━━━ DATASET ENTRIES

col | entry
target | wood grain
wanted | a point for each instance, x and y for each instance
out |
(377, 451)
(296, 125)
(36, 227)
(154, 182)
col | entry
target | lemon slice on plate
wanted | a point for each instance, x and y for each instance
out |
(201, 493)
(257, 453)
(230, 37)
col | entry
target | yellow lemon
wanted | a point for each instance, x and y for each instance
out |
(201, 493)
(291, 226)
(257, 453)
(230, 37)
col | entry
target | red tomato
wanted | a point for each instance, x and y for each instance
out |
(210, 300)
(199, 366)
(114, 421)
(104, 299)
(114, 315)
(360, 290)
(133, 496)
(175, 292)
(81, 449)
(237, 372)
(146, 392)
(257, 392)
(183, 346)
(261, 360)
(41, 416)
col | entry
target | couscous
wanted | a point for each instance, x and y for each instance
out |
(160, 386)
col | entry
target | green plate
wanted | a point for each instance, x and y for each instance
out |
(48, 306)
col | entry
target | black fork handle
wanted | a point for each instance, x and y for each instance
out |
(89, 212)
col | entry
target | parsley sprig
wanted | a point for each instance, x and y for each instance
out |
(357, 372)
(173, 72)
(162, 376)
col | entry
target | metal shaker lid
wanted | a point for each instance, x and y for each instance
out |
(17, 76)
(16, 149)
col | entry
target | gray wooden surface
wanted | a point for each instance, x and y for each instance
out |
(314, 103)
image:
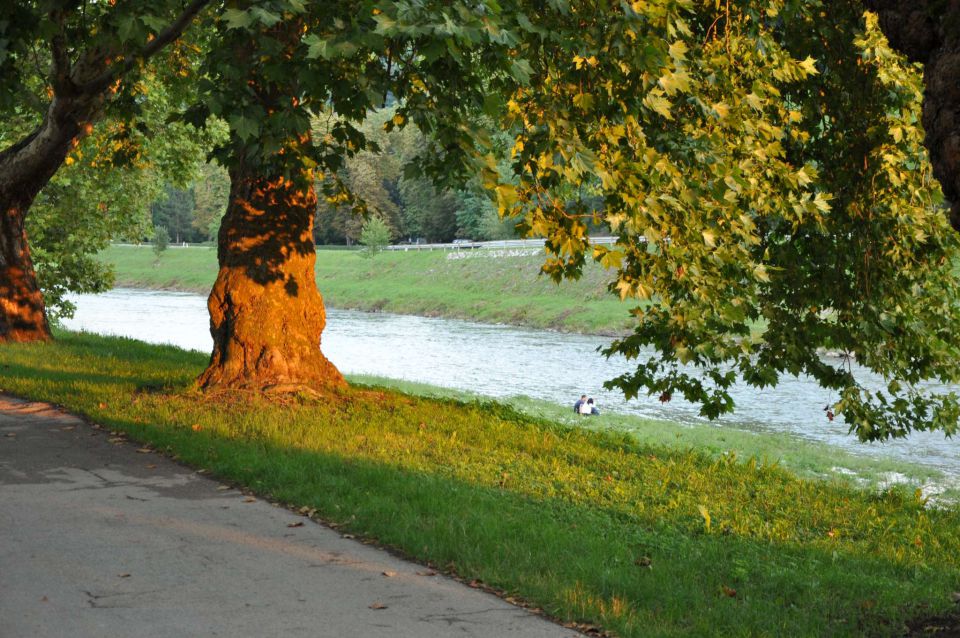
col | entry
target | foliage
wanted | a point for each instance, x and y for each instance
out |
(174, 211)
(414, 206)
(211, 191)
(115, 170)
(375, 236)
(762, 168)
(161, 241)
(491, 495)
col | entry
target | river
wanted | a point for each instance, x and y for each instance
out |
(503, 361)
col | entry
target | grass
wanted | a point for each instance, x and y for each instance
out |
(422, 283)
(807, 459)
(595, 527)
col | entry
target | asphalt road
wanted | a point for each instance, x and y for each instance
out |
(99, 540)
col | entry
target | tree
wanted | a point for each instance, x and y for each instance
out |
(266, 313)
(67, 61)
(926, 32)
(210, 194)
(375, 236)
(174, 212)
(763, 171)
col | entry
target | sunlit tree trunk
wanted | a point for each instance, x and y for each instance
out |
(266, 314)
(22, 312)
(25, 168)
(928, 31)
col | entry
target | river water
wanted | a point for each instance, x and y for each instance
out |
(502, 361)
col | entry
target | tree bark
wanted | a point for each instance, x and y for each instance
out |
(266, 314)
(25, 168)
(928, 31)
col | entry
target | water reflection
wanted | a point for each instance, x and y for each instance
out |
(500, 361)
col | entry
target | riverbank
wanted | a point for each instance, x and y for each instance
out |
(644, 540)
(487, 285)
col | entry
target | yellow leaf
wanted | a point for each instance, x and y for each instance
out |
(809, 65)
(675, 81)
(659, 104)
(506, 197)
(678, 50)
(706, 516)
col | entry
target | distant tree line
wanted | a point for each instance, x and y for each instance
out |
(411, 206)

━━━━━━
━━━ DATASET ENTRIES

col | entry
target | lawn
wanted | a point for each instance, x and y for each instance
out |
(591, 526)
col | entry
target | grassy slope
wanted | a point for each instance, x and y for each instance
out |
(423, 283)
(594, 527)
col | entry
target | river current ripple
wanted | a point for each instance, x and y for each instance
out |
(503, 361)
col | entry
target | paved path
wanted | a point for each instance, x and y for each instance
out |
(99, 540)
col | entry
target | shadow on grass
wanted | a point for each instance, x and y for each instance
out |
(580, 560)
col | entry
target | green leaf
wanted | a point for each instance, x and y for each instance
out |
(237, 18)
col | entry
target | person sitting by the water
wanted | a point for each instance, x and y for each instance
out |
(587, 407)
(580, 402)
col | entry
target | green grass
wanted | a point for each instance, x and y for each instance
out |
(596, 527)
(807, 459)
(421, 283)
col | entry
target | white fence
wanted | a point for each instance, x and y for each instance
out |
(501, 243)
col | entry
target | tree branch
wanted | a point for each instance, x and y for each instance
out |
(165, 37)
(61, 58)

━━━━━━

How many lines in the material contain the string "water"? Case counts; give only the number.

3